**Stated problem**
Return every line of the listing below word for word, leaving out the pictures.

(Bounding-box listing)
---

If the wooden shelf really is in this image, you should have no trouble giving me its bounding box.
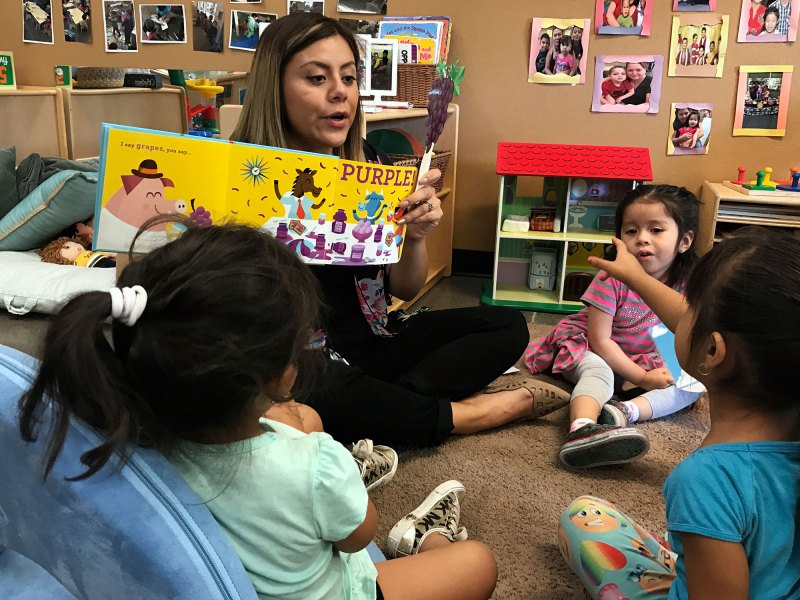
[695,181,800,255]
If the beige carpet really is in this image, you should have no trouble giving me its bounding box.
[373,325,708,600]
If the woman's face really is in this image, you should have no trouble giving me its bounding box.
[625,63,647,81]
[282,36,358,154]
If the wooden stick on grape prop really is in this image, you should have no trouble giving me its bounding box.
[417,61,464,188]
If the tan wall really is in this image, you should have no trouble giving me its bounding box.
[6,0,800,250]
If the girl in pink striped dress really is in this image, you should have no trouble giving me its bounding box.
[525,185,704,467]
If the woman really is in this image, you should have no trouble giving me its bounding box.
[231,13,568,446]
[622,63,653,112]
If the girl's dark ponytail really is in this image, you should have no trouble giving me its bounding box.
[19,292,145,479]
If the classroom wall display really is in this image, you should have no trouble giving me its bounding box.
[228,10,278,52]
[733,65,794,136]
[22,0,53,44]
[672,0,717,12]
[61,0,92,44]
[667,13,728,77]
[528,17,590,85]
[286,0,325,15]
[339,17,380,37]
[592,54,664,113]
[737,0,800,42]
[103,0,137,52]
[667,102,714,156]
[356,33,372,96]
[368,38,398,100]
[139,4,186,44]
[192,0,225,52]
[336,0,389,15]
[0,50,17,90]
[594,0,654,35]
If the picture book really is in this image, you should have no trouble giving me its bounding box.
[93,124,417,265]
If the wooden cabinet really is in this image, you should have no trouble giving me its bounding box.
[366,104,458,309]
[695,181,800,255]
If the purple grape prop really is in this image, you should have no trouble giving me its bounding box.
[189,198,211,227]
[425,61,464,152]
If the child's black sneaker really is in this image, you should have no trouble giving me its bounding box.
[350,440,397,492]
[558,423,650,468]
[386,480,467,558]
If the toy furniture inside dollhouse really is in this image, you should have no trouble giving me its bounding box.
[482,143,652,313]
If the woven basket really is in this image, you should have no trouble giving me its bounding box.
[383,64,436,108]
[389,150,453,192]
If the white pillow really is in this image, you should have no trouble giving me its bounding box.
[0,252,117,315]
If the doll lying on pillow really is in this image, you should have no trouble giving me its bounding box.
[42,236,117,268]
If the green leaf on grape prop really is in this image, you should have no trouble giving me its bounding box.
[418,61,465,188]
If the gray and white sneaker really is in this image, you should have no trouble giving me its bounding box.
[350,440,397,492]
[386,479,467,558]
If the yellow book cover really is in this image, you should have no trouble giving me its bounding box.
[94,124,417,265]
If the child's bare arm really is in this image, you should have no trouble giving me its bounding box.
[333,498,378,552]
[681,533,750,600]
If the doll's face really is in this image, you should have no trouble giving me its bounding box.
[59,242,85,262]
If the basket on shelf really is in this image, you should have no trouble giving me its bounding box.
[383,64,436,108]
[389,150,453,192]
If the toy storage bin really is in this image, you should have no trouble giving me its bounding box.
[383,64,436,108]
[528,246,558,291]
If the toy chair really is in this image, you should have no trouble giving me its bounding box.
[0,346,381,600]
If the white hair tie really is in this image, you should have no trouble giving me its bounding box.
[108,285,147,327]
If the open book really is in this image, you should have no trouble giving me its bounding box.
[94,124,417,265]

---

**In response**
If the wooden shelf really is in this image, you should have no trouble giving me its bounding box.
[695,181,800,255]
If the beige carpet really is in this image, you should have no trouble giving me its bounding box.
[373,325,708,600]
If the woman's face really is in this image, you should have no trouble giving me its bounding box.
[625,63,647,81]
[282,36,358,154]
If the wooden stick on grape prop really is in this image, you should have no trouble giving me its bounding box.
[417,61,464,188]
If the tan wall really is in this image, you should have no trouble giving me its bounding box.
[6,0,800,250]
If the girl in pink striped dress really is in this image, you should have no trouble giving me its bounding box.
[525,185,704,467]
If the woman really is in this image, you should have no trouble giving me its bounding box.
[231,13,568,446]
[622,63,653,112]
If the girl's dark ponytail really is in this image, you should have no trouble giving me its bounding box.
[19,292,145,479]
If the classroom wall display really is in this image, you should have no trouble giving me its bounding box.
[228,10,278,52]
[733,65,794,136]
[22,0,53,44]
[672,0,717,12]
[61,0,92,44]
[667,13,728,77]
[528,17,590,85]
[286,0,325,15]
[339,17,380,37]
[592,54,664,113]
[737,0,800,42]
[103,0,137,52]
[667,102,714,156]
[356,33,372,96]
[368,38,398,100]
[139,4,186,44]
[192,0,225,52]
[336,0,389,15]
[0,50,17,90]
[594,0,654,35]
If the picture book really is in this image, you should have no trouble giving me its bounding box.
[93,124,417,265]
If the wooden cabinet really is in this image, you should have no trouble giving me its bounding box.
[366,104,458,309]
[695,181,800,255]
If the purple grape prop really is in this image, you should have no trouble giving me its bounding box.
[189,198,211,227]
[425,61,464,152]
If the child's black sneaker really is in this image, you should have no trouble giving me its bounding box.
[350,440,397,492]
[558,423,650,468]
[386,480,467,558]
If the toy furniture inside dollhouse really is in this image, you should have no trouble giving me its bounding box.
[482,143,652,313]
If the woven basket really is in this image, you should have no trouble giving me its bounding box.
[383,64,436,108]
[389,150,453,192]
If the white pillow really is in this image, you should have no trouble giving me its bounding box.
[0,252,117,315]
If the doll lying on pillow really is in this image, you should have no trouble giving me its bounding box.
[42,236,117,268]
If the green leaf on grape prop really is in this image, you should have no trouble giving me its bounding box.
[418,61,465,188]
If the gray and white sneaker really is in this image, you should have no trouble giving me its bounding box.
[350,440,397,492]
[386,479,467,558]
If the yellow book cover really is in this image, you should have no trouble giving me its bounding box.
[94,124,417,265]
If the child's bare arm really is in this image, you should have no trouble giving me its bounding box.
[333,498,378,552]
[681,533,750,600]
If the doll's face really is in this image, you should have no trouble giving me its bounding box.
[59,242,85,262]
If the basket on shelf really is in this image, you should have no trouble giving me its bounding box.
[383,64,436,108]
[389,150,453,192]
If the toy storage bin really is in this image, you should have no trouble giving me its bounding box.
[383,64,436,108]
[528,246,558,291]
If the toy chair really is in this image, you should have no trouble giving me its bounding box.
[0,346,381,600]
If the white hair tie really is in this image, you should have no trouble giving me its bounding box.
[108,285,147,327]
If the open book really is in this image, you should have no trouble giving me its bounding box.
[94,124,417,265]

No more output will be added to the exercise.